EXERCISE DIRECTIONS: Search the records below for the line containing "Locate the boy's arm". Output that line and all later lines exactly; output nothing else.
[[ RECORDS TO PROCESS open ]]
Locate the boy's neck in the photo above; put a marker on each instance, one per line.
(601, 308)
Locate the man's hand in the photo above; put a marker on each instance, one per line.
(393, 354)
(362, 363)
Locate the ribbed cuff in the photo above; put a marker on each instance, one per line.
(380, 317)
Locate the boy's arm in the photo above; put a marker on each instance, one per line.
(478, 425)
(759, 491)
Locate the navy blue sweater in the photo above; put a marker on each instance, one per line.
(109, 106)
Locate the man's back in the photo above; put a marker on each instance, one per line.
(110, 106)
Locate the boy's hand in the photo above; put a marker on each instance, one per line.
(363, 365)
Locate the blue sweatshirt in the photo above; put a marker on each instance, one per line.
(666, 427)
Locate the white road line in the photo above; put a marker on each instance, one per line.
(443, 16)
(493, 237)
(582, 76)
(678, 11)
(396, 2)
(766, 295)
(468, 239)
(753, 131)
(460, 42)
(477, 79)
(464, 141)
[[ RECORDS TO PROCESS closed ]]
ANSWER BELOW:
Locate the boy's arm in the photo above; put a marker on each instance, one per line.
(478, 425)
(759, 491)
Locate the navy blue sweater in the photo above; put a marker on each instance, one per line.
(109, 106)
Locate the man's back in the photo above; put a marker on each instance, one per line.
(110, 106)
Locate the boy's hand in the photo above; put a marker on each instance, one per line.
(363, 365)
Locate the blue sweatshirt in the photo above; put a marker on each instance, one per line.
(666, 427)
Locate the white road line in the photo above; put a marker on each instance, one per line.
(443, 16)
(493, 237)
(582, 76)
(678, 11)
(396, 2)
(766, 295)
(468, 239)
(753, 131)
(460, 42)
(477, 79)
(464, 141)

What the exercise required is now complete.